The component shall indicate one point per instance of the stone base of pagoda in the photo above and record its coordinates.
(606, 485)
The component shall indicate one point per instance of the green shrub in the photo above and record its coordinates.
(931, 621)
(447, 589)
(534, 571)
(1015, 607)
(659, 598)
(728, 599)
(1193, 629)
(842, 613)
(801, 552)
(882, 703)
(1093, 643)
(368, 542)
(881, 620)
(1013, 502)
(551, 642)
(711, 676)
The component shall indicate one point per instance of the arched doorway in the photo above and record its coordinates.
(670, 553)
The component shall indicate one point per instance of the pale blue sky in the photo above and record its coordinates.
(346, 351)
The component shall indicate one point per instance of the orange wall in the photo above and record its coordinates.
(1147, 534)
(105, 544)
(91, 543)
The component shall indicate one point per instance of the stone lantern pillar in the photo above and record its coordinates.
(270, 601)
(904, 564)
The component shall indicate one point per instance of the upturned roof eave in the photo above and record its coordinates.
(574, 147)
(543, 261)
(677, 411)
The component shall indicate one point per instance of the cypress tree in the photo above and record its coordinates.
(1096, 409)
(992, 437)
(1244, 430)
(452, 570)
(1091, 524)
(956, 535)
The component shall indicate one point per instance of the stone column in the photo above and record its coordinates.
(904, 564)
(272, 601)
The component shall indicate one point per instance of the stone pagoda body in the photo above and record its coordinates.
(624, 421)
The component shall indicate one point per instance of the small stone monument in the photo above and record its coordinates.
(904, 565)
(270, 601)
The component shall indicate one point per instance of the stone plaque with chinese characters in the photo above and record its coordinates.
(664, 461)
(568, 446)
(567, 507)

——

What is expected:
Return the records in full, exactly as they read.

The completed task:
The component shall indicate one point per instance of the stone base of pagoda in the photo above and record its coordinates.
(606, 485)
The component shall indicate one point per instance of the green shrub in the photo above and record its coordinates.
(931, 621)
(447, 589)
(534, 571)
(1015, 607)
(659, 598)
(728, 599)
(1193, 629)
(842, 613)
(801, 552)
(882, 703)
(1093, 643)
(368, 542)
(881, 620)
(1013, 502)
(551, 642)
(711, 676)
The component shall indicate one point per instance of the arched doorway in the photo above and record its coordinates.
(670, 553)
The component shall indicate one point per instance of the pale blue sky in the photo above and record its coordinates.
(346, 351)
The component shall indicate one point per instance of the orange wall in the photo above and record its coordinates.
(1147, 534)
(105, 544)
(91, 543)
The component shall indicate one point per instance of the stone lantern pillar in the photo above and record its coordinates.
(270, 601)
(904, 564)
The component shall indicate one point per instance of the upturned roof eave in the photo above and record its coordinates.
(574, 147)
(543, 261)
(677, 411)
The component shall indicate one point per instance of the cypress tree in the photo above and record its coordinates.
(1096, 409)
(992, 437)
(1244, 430)
(452, 570)
(1091, 524)
(956, 535)
The component shall indicate one point per instance of the stone column in the photo above and record its coordinates.
(904, 564)
(272, 601)
The component shall indicate one point per instance of the stone pagoda body in the photo above and record its coordinates.
(624, 421)
The component shall indicate one point per instance of the small stone monument in the photo above and record its coordinates.
(904, 565)
(270, 601)
The component shall indicate one point per instance of the stone plaque with chinese characters in the photo above and record its coordinates.
(664, 461)
(568, 446)
(567, 507)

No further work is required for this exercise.